[WHAT NEEDS TO BE DONE]
No pictures in the copy, please: retype all the records exactly.

▼▼▼

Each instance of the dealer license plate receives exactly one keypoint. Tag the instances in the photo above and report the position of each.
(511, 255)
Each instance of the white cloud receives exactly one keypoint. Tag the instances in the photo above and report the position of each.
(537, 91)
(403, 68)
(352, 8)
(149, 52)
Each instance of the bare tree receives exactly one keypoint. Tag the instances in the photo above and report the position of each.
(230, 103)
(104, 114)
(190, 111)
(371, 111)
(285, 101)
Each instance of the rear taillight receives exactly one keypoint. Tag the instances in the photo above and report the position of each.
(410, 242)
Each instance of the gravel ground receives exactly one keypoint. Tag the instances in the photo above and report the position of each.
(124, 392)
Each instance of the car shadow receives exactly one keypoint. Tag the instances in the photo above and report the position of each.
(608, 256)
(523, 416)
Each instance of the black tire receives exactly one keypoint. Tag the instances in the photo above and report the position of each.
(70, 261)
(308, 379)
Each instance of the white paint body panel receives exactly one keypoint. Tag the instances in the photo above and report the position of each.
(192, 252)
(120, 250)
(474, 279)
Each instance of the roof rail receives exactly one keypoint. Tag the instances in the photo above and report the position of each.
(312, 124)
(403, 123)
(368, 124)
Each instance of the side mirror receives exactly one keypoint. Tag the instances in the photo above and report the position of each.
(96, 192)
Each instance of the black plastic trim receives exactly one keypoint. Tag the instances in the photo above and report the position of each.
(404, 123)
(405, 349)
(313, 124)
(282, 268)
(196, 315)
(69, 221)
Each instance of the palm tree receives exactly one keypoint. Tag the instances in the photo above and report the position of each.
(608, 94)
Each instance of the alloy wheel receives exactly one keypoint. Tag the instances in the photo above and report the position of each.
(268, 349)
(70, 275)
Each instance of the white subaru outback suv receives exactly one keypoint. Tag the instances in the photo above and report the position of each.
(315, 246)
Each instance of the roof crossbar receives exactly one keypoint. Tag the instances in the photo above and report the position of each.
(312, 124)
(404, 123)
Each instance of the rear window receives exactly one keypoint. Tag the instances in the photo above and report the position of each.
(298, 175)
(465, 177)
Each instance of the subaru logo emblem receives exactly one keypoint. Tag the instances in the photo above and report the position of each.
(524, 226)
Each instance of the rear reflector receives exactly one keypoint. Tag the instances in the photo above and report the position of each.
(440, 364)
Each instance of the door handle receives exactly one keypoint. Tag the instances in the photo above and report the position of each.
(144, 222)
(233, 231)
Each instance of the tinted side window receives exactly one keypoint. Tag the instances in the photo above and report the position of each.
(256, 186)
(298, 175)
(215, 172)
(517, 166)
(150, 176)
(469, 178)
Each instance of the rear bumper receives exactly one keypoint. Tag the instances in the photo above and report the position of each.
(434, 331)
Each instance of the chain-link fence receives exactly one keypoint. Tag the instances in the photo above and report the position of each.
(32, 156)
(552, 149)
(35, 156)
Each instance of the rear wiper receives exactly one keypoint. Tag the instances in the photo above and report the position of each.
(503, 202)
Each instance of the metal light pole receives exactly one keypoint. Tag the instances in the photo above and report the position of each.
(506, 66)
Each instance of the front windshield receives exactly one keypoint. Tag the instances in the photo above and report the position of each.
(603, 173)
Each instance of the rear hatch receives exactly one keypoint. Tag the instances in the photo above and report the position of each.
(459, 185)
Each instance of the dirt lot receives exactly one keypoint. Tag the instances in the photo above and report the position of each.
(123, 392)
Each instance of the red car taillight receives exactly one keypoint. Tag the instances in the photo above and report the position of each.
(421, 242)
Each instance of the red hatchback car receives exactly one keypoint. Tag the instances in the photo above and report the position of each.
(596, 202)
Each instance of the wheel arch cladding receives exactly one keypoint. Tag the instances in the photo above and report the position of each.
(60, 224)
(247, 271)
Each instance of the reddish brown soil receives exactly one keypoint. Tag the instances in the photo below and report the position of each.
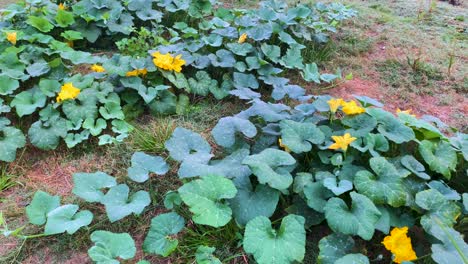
(419, 104)
(54, 174)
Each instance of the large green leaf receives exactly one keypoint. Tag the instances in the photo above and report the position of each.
(358, 220)
(38, 68)
(205, 199)
(28, 101)
(391, 127)
(453, 248)
(88, 185)
(300, 207)
(226, 129)
(40, 23)
(333, 247)
(109, 246)
(298, 136)
(359, 125)
(66, 219)
(159, 240)
(440, 157)
(316, 195)
(270, 246)
(250, 203)
(385, 186)
(119, 205)
(49, 87)
(202, 84)
(437, 206)
(64, 18)
(272, 167)
(337, 188)
(46, 135)
(229, 167)
(40, 206)
(11, 139)
(81, 109)
(204, 255)
(9, 85)
(413, 165)
(95, 127)
(185, 144)
(143, 164)
(353, 259)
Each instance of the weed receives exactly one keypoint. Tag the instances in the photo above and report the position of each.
(318, 52)
(354, 44)
(6, 181)
(150, 137)
(416, 76)
(225, 240)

▲▲▲

[TASK RESULT]
Each instance of the dealer license plate receives exactly one keypoint. Tag the instances in the photo above and report the position of each.
(511, 255)
Each instance of the white cloud receives exactly one keypoint. Tag the instances in the photo above and report the position of each.
(537, 91)
(403, 68)
(352, 8)
(149, 52)
Each instance of the bare tree receives exactly one keypoint. Tag the instances in the photo above and report the position of each.
(230, 103)
(104, 114)
(190, 111)
(371, 111)
(285, 101)
Each instance of the rear taillight receives exactly one keypoint. Tag the instances in the photo above and report the position of each.
(410, 242)
Each instance of the gravel ground receives exactly one keypoint. Tag the instances in the photo above and report the position of each.
(124, 392)
Each instance of the car shadow receives exactly one keypoint. Tag the instances in the photo above and report the position of each.
(608, 256)
(523, 416)
Each instance of the black tire receives exactly one keypoint. Tag the instances in the photo above and report the position of each.
(70, 261)
(308, 379)
Each instance of the white paint body panel receives exactly one keypoint. Tag the instances in the photo above and report the position of each.
(192, 252)
(120, 250)
(474, 279)
Each instance of the roof rail receives exactly one keypoint. Tag the instances in the photo above and report the position of each.
(312, 124)
(403, 123)
(368, 124)
Each instance of the side mirror receives exactly one keypoint. Tag the instances in the photo above and report the position of each.
(96, 192)
Each instance of the black plastic trim receives exactly one keypoint. Tag the instances in the photo above and report the position of each.
(404, 123)
(405, 349)
(313, 124)
(282, 268)
(196, 315)
(69, 221)
Each instance of the palm tree receives exactly one keypoint. Tag the instances in the photo above and report the position of each.
(608, 94)
Each instance of the alloy wheel receives exactly one keypoint. Tag the instances in the photo above and report the position of each.
(268, 349)
(70, 275)
Each instance of the white subaru outback suv receives exactly one keypoint. Tag the instances in the photo above and report the position of each.
(315, 246)
Each instance of the roof crossbar receives exactly one keypoint. Tag the instances in the photo above and report the position of each.
(312, 124)
(404, 123)
Each instance of the rear window receives exactly one keypoint. Tag the instances in the photo above and report the position of each.
(298, 175)
(465, 177)
Each instance of the subaru logo emblem receives exactly one keypoint. Tag the instances in the photo above and report the position of each.
(524, 226)
Each instance of the rear reflector receives exactly one keypoint. Tag the instances in the photo above and report the position of each.
(440, 364)
Each instance of the door handle receives exactly one keypoint. Tag the instances in the photo above and report the position of each.
(144, 222)
(233, 231)
Each instance of the tinted side window receives exactly one keypoint. Tag the instances in the photo above and report the position of each.
(256, 186)
(298, 175)
(215, 172)
(517, 166)
(150, 176)
(469, 178)
Each instance of the rear bumper receives exactly one keypoint. Tag the instances in the photo above and report the position of each.
(434, 331)
Each instance of the chain-link fence receives exactly one keypoint. Tag the instances in the photo above and report the position of each.
(32, 156)
(552, 149)
(35, 156)
Each instance of the rear wiper receives exactly one keypoint. Tag the instances in the photo above and report the position of each.
(503, 202)
Each instance of the metal light pole receives exactly one keypoint. Tag the instances in the photo above and report the position of each.
(506, 66)
Each instance of the front windshield receives exactly one keypoint. Tag the instances in the photo above and report the position of each.
(603, 173)
Each instance of the rear hatch receives exactly one keypoint. Tag the instances in the photo above and report the position of each.
(459, 185)
Each instance of the dirt lot receives exactly one keypoint. Tag the instances in the photo above and report the position of each.
(123, 392)
Each instance of the red car taillight receives exactly one keypoint. Tag the instances in the photo above and report the position of each.
(421, 242)
Each instance of the red hatchback car receives exactly one keypoint. Tag the instances in the photo above and report the position of each.
(596, 202)
Each instance of the wheel arch cladding receives exactly one keypoint. Tag the instances in the photo above and report the position of each.
(60, 224)
(247, 271)
Each instance of the reddish brown soil receives exactly one keypoint. Tag the instances in the photo below and report the position of each.
(419, 104)
(54, 174)
Each instance of the large green leaf receives exactly one keypoint. Tag the instances in the photo above and report the position of each.
(358, 220)
(38, 68)
(205, 199)
(28, 101)
(391, 127)
(453, 248)
(88, 185)
(300, 207)
(226, 129)
(40, 23)
(333, 247)
(109, 246)
(298, 136)
(359, 125)
(66, 219)
(159, 240)
(440, 157)
(316, 195)
(270, 246)
(250, 203)
(385, 186)
(119, 205)
(49, 87)
(202, 84)
(437, 206)
(64, 18)
(272, 167)
(337, 188)
(46, 135)
(229, 167)
(40, 206)
(11, 139)
(81, 109)
(204, 255)
(9, 85)
(413, 165)
(95, 127)
(185, 144)
(143, 164)
(353, 259)
Each instance of the weed receives exactly one keypoint. Tag the instances in the photo above and report the position of each.
(318, 52)
(354, 44)
(6, 181)
(150, 137)
(416, 76)
(225, 240)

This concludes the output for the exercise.